◆ DATA TO EXAMINE ◆
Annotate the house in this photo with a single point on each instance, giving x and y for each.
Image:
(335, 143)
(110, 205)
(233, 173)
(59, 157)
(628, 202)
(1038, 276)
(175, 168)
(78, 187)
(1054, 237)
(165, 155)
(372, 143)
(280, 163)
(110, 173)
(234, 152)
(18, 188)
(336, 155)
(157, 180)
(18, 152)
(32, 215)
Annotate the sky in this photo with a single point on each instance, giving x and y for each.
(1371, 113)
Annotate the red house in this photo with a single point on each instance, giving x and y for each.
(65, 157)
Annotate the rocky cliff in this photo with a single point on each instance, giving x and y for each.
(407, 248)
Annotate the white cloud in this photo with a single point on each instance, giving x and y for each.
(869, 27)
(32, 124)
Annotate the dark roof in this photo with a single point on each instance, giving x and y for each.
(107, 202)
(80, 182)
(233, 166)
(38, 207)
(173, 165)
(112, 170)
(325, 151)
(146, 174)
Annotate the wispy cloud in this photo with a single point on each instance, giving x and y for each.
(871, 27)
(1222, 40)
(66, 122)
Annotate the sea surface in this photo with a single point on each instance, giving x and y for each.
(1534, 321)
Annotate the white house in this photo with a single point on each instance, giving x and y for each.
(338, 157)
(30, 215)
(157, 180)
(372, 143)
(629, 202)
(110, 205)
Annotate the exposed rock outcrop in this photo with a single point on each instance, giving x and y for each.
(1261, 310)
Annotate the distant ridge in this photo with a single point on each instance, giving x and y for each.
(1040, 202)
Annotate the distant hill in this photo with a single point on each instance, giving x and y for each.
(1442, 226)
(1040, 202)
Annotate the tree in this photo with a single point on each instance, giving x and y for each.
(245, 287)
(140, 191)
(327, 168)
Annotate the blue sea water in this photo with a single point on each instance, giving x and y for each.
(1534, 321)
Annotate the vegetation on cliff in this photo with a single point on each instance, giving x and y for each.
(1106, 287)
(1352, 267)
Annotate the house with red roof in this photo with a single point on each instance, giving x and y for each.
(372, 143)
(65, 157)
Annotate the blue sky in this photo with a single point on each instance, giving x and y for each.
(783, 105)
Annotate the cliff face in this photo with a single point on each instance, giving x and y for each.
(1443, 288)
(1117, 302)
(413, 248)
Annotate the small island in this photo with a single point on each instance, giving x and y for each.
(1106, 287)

◆ YOUR ASSIGNMENT ◆
Your answer must be the lines from the one with "Annotate the vegetation" through the last line of the data, repeated exactly and with nothing else.

◆ RESPONSE TO THIS EXERCISE ◆
Annotate the vegetation on cliff in this photo with a single point on each instance, giving x and y for each.
(1106, 287)
(1352, 267)
Annotate the house with red roof in this photo with a single point on each instance, giving x and y for each.
(372, 143)
(65, 157)
Annotate the blue sky in this photo with a single point on each instance, giving x and y for each.
(783, 105)
Annotate the cliff face in this photo with a single point on each instance, giving x and y for each.
(1443, 288)
(1117, 302)
(413, 248)
Annotate the small island in this photo with a single point on each instance, giving x and y for each.
(1106, 287)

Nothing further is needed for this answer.